WORK INSTRUCTIONS: All the entries below should be reproduced exactly.
(Beginning of DATA FOR REVIEW)
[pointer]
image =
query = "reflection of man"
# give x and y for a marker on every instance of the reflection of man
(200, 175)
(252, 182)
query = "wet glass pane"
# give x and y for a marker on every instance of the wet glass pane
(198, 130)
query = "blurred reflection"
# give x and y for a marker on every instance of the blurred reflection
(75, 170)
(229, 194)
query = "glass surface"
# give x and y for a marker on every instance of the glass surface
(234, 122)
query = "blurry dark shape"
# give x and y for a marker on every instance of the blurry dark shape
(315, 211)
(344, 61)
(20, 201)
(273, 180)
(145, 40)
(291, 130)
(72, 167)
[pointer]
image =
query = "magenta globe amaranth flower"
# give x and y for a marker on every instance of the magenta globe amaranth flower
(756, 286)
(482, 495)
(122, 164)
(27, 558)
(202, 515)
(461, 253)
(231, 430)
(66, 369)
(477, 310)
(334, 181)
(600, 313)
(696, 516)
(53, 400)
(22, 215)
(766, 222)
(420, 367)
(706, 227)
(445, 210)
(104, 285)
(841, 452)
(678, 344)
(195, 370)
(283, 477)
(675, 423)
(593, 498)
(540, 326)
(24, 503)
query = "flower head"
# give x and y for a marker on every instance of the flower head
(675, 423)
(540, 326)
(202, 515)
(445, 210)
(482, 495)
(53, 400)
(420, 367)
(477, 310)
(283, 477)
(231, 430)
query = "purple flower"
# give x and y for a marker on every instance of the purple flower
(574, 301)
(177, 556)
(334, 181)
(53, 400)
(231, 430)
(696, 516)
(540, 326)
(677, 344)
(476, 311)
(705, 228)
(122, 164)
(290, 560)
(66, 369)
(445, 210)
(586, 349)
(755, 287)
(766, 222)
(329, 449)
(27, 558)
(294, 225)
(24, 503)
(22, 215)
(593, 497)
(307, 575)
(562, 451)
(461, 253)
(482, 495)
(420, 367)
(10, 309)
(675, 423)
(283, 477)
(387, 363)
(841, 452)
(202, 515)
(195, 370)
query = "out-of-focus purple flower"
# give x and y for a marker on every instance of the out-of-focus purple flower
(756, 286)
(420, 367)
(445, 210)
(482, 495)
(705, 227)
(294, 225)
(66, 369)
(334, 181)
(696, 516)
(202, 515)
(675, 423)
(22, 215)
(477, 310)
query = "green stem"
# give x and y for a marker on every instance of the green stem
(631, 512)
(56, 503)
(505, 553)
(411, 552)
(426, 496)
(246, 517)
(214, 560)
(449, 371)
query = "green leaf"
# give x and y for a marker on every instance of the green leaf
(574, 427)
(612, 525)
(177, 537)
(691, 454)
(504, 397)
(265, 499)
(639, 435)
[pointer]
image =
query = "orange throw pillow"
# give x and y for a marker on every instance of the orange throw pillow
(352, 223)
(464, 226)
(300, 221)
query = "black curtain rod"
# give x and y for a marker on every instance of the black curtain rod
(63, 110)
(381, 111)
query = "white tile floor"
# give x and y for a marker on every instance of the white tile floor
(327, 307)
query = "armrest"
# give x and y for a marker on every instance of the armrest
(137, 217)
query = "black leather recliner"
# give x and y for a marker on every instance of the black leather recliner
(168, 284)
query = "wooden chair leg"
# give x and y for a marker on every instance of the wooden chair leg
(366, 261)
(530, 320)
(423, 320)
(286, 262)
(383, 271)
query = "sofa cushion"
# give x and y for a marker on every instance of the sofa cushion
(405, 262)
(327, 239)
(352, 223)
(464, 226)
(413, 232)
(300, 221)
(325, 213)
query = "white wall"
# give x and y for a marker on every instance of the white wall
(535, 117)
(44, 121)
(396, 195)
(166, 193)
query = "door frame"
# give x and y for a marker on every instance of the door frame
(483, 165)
(End of DATA FOR REVIEW)
TASK ANSWER:
[pointer]
image =
query = "reflection of man"
# give x and y for a marker on every instance of the reflection of man
(200, 175)
(252, 182)
query = "wet glass pane"
# give x and y for a marker on every instance of the wet glass pane
(198, 130)
query = "blurred reflection"
# give x and y for a marker on every instance of the blurred reflection
(75, 170)
(229, 194)
query = "glass surface"
# give x and y for a marker on every instance of the glass surface
(234, 122)
query = "blurry dark shape"
# give x and y for a marker on every instance of the blurry dark shape
(315, 211)
(344, 61)
(20, 201)
(273, 180)
(145, 40)
(291, 130)
(72, 167)
[pointer]
image =
query = "magenta globe amaranth flower"
# give x and y for a marker on every instance of the magenta globe amaranth flower
(756, 286)
(482, 495)
(122, 164)
(27, 558)
(202, 515)
(461, 253)
(231, 430)
(66, 369)
(477, 310)
(334, 181)
(600, 313)
(696, 516)
(53, 400)
(22, 215)
(766, 222)
(420, 367)
(706, 227)
(445, 210)
(104, 285)
(841, 452)
(678, 344)
(195, 370)
(283, 477)
(675, 423)
(593, 498)
(540, 326)
(24, 503)
query = "flower head"
# give x and y for a marker on every instance of the flower head
(675, 423)
(540, 326)
(202, 515)
(445, 210)
(482, 495)
(53, 400)
(420, 367)
(477, 310)
(283, 477)
(231, 430)
query = "purple flower"
# give x and y for a marker on every instance of the purple flower
(574, 301)
(177, 556)
(334, 181)
(53, 400)
(231, 430)
(696, 516)
(540, 326)
(677, 344)
(476, 311)
(705, 228)
(122, 164)
(290, 560)
(66, 369)
(445, 210)
(586, 349)
(755, 287)
(766, 222)
(329, 449)
(27, 558)
(294, 225)
(24, 503)
(22, 215)
(593, 497)
(307, 575)
(562, 451)
(461, 253)
(482, 495)
(420, 367)
(10, 309)
(675, 423)
(283, 477)
(387, 363)
(841, 452)
(202, 515)
(195, 370)
query = "out-of-focus purple flower"
# give x and y for a marker on every instance of the out-of-focus purple flower
(756, 286)
(420, 367)
(445, 210)
(482, 495)
(705, 227)
(294, 225)
(66, 369)
(334, 181)
(696, 516)
(202, 515)
(675, 423)
(22, 215)
(477, 310)
query = "green stem"
# give x and y for a marker on every instance of the green stem
(631, 512)
(56, 503)
(505, 553)
(411, 552)
(426, 496)
(246, 517)
(214, 560)
(449, 371)
query = "green leaf"
# give x and y for a marker on every instance of the green leaf
(574, 427)
(612, 525)
(177, 537)
(691, 454)
(504, 397)
(265, 499)
(639, 435)
[pointer]
image =
query = "orange throw pillow"
# give x and y for a marker on every instance of the orange throw pillow
(352, 223)
(464, 226)
(300, 221)
query = "black curtain rod"
# give x and y for a marker on every instance of the black curtain rod
(63, 110)
(381, 111)
query = "white tile floor"
# give x and y for a marker on every instance of the white tile floor
(327, 307)
query = "armrest"
# give x and y for a marker on every instance of the armrest
(137, 217)
query = "black leather recliner"
# give x and y for a marker on every instance of the black leather recliner
(168, 284)
query = "wooden chair leg"
# give x and y for a marker on every instance of the wooden chair leg
(366, 261)
(530, 320)
(423, 320)
(286, 262)
(383, 271)
query = "sofa cushion"
# give x and y for a marker on every instance of the sofa cushion
(405, 262)
(327, 239)
(352, 223)
(464, 226)
(413, 232)
(300, 221)
(325, 213)
query = "white wall"
# give x and y for a marker on every instance of the white wall
(535, 117)
(44, 121)
(396, 195)
(166, 193)
query = "door frame"
# give x and y for a marker on every instance of the door frame
(483, 165)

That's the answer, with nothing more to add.